[SUPPLIED TEXT]
Teachers came by the busload Wednesday to Raleigh, seeking a voice over not just education matters but debates of the day.

Wearing their red shirts and hoisting homemade signs, the second annual Day of Action sought to bring attention to pay, working conditions and larger social issues that trickle down to the classroom students.

Enough educators stepped off the job Wednesday that more than 30 school systems closed for the day, unable to staff enough substitutes.

The demands were real enough: provide a $15-an-hour minimum wage for support staff; 5 percent raises for employees; more librarians, psychologists and other staff; expand Medicaid; reinstate retiree health benefits long term; and restore extra pay for teachers with advanced degrees.

What lessons were learned from this? Mostly ones of politics and theater.

A full day before teachers landed in Raleigh, the General Assembly took the wind out of their sails by adding into a proposed budget another pay raise for teachers, smaller raises for support staff, and restoring extra pay for advanced degrees.

“This is not advocacy. This is not a ‘work day,’” said one Republican state senator, Ralph Hise. “This is a political rally for Democrats that’s keeping nearly 1 million kids out of school.”

And while the Republican-dominated General Assembly made great show of how statewide teacher pay has gone from 43rd nationally to 29th, teachers were having none of it.

As they marched down the streets of Raleigh, teachers talked of having second jobs and their children qualifying for reduced-price lunches at school.

“We are still feeling like we don’t have the tools we need to support our students,” said one teacher.

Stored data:
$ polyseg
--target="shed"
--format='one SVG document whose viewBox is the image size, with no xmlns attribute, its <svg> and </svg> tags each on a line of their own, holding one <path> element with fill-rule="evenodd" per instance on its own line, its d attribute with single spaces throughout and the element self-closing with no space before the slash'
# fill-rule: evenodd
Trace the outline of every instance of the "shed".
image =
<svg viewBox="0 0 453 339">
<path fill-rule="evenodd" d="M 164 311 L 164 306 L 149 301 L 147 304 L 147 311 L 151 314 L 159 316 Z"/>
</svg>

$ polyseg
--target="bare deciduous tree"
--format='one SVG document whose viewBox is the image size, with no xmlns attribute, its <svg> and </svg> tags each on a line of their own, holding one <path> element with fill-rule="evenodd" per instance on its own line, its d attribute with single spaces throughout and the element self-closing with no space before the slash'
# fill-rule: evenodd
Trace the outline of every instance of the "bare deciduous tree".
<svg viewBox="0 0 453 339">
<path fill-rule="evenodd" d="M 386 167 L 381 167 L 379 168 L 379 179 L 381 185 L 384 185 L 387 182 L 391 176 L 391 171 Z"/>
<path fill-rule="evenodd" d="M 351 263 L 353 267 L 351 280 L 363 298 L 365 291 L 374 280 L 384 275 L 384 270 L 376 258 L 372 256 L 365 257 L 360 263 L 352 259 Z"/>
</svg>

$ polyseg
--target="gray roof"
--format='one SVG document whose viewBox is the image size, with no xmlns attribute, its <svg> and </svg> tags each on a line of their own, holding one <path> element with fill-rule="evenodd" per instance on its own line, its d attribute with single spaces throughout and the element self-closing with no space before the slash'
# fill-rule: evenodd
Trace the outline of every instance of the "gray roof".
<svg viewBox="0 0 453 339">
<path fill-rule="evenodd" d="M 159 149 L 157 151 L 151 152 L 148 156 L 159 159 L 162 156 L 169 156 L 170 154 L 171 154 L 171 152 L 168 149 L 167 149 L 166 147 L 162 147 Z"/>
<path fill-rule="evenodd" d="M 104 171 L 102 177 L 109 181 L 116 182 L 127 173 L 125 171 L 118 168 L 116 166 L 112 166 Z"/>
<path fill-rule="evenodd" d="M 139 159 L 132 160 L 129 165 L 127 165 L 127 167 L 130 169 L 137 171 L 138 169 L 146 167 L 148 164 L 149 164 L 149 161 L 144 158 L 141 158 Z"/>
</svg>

[EXERCISE REQUIREMENTS]
**1.** From the article on the teachers' rally in Raleigh, copy the passage from "A full day before" up to and including "lunches at school.".
**2.** Continue the article on the teachers' rally in Raleigh from where it stops.

[ANSWERS TO THE TASKS]
**1.**
A full day before teachers landed in Raleigh, the General Assembly took the wind out of their sails by adding into a proposed budget another pay raise for teachers, smaller raises for support staff, and restoring extra pay for advanced degrees.

“This is not advocacy. This is not a ‘work day,’” said one Republican state senator, Ralph Hise. “This is a political rally for Democrats that’s keeping nearly 1 million kids out of school.”

And while the Republican-dominated General Assembly made great show of how statewide teacher pay has gone from 43rd nationally to 29th, teachers were having none of it.

As they marched down the streets of Raleigh, teachers talked of having second jobs and their children qualifying for reduced-price lunches at school.

**2.**
The state has done a decent job of increasing salaries, though more work needs to be done for support staff like bus drivers, cafeteria workers and maintenance staff. According to the state’s salary schedule, a first-year teacher today earns $35,000. Many North Carolina counties also contribute a supplemental pay stipend. In Moore County, that supplement is $2,800 in year one, gradually increasing over the years. So a first-year teacher locally will earn almost $38,000.

In the end, the posturing on both sides did little to advance matters. The truth is the General Assembly is improving its effort — albeit, slowly — at higher pay, school safety and support. They could do more, and be less officious about it in the process.

The N.C. Association of Educators has lessons of its own to learn. The NCAE might not like the pace of change, but its members are getting marginally better support than they’ve had previously. It needs to stop weaponizing the school day and alienating its parent allies.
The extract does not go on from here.